Repeat exactly, and only, the lines of the entries below from the one with "of the dark" through the one with "the frost on", both ends included.

Provided records:
____

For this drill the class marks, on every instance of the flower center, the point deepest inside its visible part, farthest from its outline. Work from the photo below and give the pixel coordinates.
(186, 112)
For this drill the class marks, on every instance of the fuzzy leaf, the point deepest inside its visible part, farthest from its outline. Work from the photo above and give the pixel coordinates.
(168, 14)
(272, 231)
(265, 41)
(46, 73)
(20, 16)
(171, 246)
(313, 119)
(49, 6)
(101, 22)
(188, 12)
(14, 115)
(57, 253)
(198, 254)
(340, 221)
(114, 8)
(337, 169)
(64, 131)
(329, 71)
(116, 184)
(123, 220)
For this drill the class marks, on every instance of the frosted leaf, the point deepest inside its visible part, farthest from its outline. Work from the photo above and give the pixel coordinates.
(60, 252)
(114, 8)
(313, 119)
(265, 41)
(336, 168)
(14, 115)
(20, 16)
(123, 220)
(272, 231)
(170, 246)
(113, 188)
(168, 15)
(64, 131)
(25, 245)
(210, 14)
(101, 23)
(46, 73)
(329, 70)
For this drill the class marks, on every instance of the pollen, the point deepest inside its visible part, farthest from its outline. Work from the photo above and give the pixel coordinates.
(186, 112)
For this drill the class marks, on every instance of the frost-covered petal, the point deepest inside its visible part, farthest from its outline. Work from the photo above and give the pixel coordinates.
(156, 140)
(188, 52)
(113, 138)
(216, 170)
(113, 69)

____

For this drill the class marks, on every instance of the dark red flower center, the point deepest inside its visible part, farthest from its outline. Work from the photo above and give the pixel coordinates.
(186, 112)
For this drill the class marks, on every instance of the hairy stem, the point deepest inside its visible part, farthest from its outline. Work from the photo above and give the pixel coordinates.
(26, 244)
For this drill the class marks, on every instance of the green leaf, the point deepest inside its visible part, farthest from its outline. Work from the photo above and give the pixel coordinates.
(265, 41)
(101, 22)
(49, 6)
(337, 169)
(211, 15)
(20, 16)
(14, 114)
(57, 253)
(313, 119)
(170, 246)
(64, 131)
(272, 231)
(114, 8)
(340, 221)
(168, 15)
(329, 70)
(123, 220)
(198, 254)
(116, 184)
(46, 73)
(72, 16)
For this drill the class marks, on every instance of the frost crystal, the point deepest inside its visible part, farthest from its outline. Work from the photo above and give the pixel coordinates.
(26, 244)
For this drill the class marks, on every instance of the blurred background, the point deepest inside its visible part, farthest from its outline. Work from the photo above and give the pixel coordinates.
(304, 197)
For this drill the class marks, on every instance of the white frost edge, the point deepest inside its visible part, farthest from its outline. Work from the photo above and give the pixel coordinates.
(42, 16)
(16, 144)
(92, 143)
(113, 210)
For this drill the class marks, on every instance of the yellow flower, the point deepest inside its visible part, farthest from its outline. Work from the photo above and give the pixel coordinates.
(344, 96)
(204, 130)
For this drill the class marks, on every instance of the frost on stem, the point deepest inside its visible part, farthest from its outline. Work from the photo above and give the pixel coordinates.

____

Completed task:
For this drill the class marks, on every instance of the dark red flower center, the point deepest inside its visible part, farthest from its outline. Work from the photo above and give the pixel coordinates.
(186, 112)
For this drill the class marks, on every instance of the hairy stem, the point deepest inside its visible part, farthest from its outline. Work from the photo above and give the pixel coordinates.
(26, 244)
For this drill the class marks, on every instance of the green leaf, the point deepest inside its visible part, farthest from its outline. Work from the photo above and give the pixel coordinates.
(265, 41)
(101, 22)
(49, 6)
(337, 169)
(211, 15)
(20, 16)
(14, 114)
(57, 253)
(313, 119)
(170, 246)
(64, 131)
(272, 231)
(114, 8)
(340, 221)
(168, 15)
(329, 70)
(123, 220)
(198, 254)
(116, 184)
(46, 73)
(72, 16)
For this drill the class marks, on every instance of the frost crystal, the point deepest inside its visible part, farthest from its outline. Work from the photo above and give the pixel coordinates.
(26, 244)
For this drill the class marks, on every instance of the blurred background, the point deepest inside its visible part, farthest from its outline. Work from the photo above and give the pixel coordinates.
(304, 197)
For this drill the class marks, on every instance of the white frost edge, the point deepest inside its visible part, farthest from its outline. Work from the photo above and give the pixel coordinates.
(42, 16)
(16, 144)
(92, 143)
(113, 210)
For this drill the class marks, on every instance of the yellow flower, the point deepest inside its visible part, farthest from its outline. Work from the photo above and give the pixel coordinates.
(344, 96)
(204, 130)
For this drill the class marks, on every instance of the frost on stem, the point deepest inside its visible part, farthest from its outline. Work from the photo above and give the pixel coordinates.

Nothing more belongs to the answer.